▸ **Required actions**
1 > Please copy the passage on t-tests in R from "Call pt() as" up to and including "t.test.obj = t.test(x=rnorm(10), y=rnorm(10))".
2 > Proceed with the passage on t-tests in R, writing on from its final line.

▸ **Text block**
_____

Call pt() as in the above line, but replace x by the absolute values of the t-statistics you computed for the 9 variables in our data set, and v by the degrees of freedom values associated with these t-statistics. Multiply the output by 2, and store it as a vector pros.dat.p.val. These are called p-values for the t-tests of mean difference between SVI and non-SVI patients, over the 9 variables in our data set. Print out the p-values to the console. Identify the variables for which the p-value is smaller than 0.05 (hence deemed to have a significant difference between SVI and non-SVI patients). Identify the variable with the smallest p-value (the most significant difference between SVI and non-SVI patients).

# Computing t-tests using iteration

• 4. The function t.test() computes a two-sample (unpaired) t-test between two data sets. E.g.,

t.test.obj = t.test(x=rnorm(10), y=rnorm(10))
names(t.test.obj)
## [1] "statistic"   "parameter"   "p.value"     "conf.int"    "estimate"
## [6] "null.value"  "alternative" "method"      "data.name"

_____

▸ **Information shown**
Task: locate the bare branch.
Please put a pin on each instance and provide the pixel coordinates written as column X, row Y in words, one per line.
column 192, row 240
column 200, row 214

_____

▸ **Task answers**
1 >
Call pt() as in the above line, but replace x by the absolute values of the t-statistics you computed for the 9 variables in our data set, and v by the degrees of freedom values associated with these t-statistics. Multiply the output by 2, and store it as a vector pros.dat.p.val. These are called p-values for the t-tests of mean difference between SVI and non-SVI patients, over the 9 variables in our data set. Print out the p-values to the console. Identify the variables for which the p-value is smaller than 0.05 (hence deemed to have a significant difference between SVI and non-SVI patients). Identify the variable with the smallest p-value (the most significant difference between SVI and non-SVI patients).

# Computing t-tests using iteration

• 4. The function t.test() computes a two-sample (unpaired) t-test between two data sets. E.g.,

t.test.obj = t.test(x=rnorm(10), y=rnorm(10))

2 >
computes a t-test between data sets x=rnorm(10) and y=rnorm(10) (here, just for the sake of example, these are just two sets of 10 randomly generated standard normals), and stores the output in a list called t.test.obj. The names of the list are then displayed. Note: the element named p.value contains the p-value.

Define an empty vector of length ncol(pros.dat) (of length 9) called pros.dat.p.val.master. Then write a for() loop to populate its entries with the p-values from calling t.test() to test the mean difference between SVI and non-SVI patients, over each of the 9 variables in our data set. Important: the t.test() function will throw an error when it tries to consider the mean difference in the SVI variable itself, across the two groups of SVI patients and non-SVI patients; this will occur at some value of i (i.e., the value for which pros.dat[,i] is the SVI column). To avoid this error, use an if() statement to check if the current variable being considered is SVI, and in this case, just set the p-value equal to NaN (rather than calling t.test()). Check using all.equal() that the p-values stored in pros.dat.p.val.master match the ones you computed in Q3c. Note: use check.names=FALSE as a third argument to all.equal(), which instructs it to ignore the names of its first two arguments.